**SET TASK**
Reproduce word for word the part of the rows below that opens with the line containing "For the benchmark, mark every instance of the tree trunk" and runs through the end of the rows.

**MATERIAL PROVIDED**
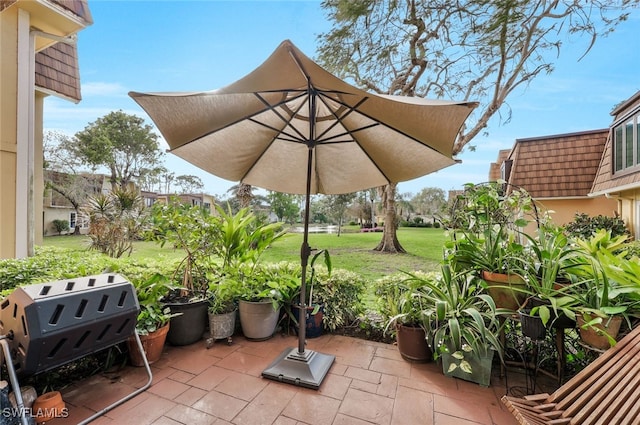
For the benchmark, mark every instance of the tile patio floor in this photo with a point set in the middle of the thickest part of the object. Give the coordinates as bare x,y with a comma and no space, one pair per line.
369,383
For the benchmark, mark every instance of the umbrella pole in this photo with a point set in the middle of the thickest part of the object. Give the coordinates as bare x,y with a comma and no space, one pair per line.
302,367
305,253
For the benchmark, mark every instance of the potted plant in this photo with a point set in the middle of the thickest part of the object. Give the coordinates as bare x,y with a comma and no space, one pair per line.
462,325
608,291
261,300
314,311
486,227
403,306
548,272
153,320
191,229
223,307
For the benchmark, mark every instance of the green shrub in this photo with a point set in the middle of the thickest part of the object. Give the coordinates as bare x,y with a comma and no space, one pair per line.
584,227
61,226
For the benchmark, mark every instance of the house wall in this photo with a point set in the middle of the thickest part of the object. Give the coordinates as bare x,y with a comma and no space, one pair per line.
563,211
8,130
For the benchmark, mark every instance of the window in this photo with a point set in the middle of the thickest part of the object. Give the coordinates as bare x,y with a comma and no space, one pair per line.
626,144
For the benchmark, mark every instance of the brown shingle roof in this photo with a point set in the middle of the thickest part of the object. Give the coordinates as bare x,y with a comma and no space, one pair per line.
494,168
605,181
57,70
57,66
557,166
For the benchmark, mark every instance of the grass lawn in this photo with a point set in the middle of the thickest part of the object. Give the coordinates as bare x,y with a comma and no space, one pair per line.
350,251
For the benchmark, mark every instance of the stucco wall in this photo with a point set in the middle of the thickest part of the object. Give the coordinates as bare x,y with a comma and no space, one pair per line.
8,130
563,211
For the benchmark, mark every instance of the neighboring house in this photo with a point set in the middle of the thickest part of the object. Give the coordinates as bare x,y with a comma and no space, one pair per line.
558,172
618,176
39,58
57,207
202,199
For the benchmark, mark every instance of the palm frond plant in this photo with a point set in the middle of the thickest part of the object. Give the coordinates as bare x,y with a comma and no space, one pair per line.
607,287
486,227
462,323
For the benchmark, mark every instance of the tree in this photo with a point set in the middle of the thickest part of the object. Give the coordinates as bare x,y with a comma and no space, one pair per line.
189,184
64,174
430,201
122,143
338,205
284,206
465,50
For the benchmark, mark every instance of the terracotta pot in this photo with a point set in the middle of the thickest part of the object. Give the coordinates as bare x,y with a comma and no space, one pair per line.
594,335
412,343
48,406
153,344
258,319
313,328
501,289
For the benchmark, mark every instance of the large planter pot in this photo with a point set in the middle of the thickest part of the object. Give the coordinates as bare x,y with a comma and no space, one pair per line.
190,325
152,344
258,319
475,369
507,290
556,321
412,343
532,326
222,325
594,335
313,322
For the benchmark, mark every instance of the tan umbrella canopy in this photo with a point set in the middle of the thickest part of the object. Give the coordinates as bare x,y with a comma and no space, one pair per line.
290,126
257,130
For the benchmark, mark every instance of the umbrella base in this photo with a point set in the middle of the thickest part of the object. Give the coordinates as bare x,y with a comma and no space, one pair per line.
306,369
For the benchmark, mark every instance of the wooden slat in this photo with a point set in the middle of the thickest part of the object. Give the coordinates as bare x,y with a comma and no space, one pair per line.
607,392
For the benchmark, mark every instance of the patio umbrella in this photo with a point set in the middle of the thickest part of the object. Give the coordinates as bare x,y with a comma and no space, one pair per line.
290,126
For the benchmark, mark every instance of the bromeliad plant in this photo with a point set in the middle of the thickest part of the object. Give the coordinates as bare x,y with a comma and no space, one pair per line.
459,317
608,285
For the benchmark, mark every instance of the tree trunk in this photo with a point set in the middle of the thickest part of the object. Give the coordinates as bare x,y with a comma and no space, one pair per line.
389,242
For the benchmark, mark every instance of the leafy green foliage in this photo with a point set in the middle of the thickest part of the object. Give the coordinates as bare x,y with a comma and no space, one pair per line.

**EXERCISE RESPONSE**
For the benchmark, mark every instance of the tree trunk in this photo with a point set in the middle of the thickest part of the object. Give the coordinates as bare x,y with a comma and no space, one pair per line.
389,242
For the benchmark, mark every instance of the leafy green foliage in this photo with a point set in the middle of the thickest part of the object. Give the coordinates as bare x,y with a comma and no space, one pair per line.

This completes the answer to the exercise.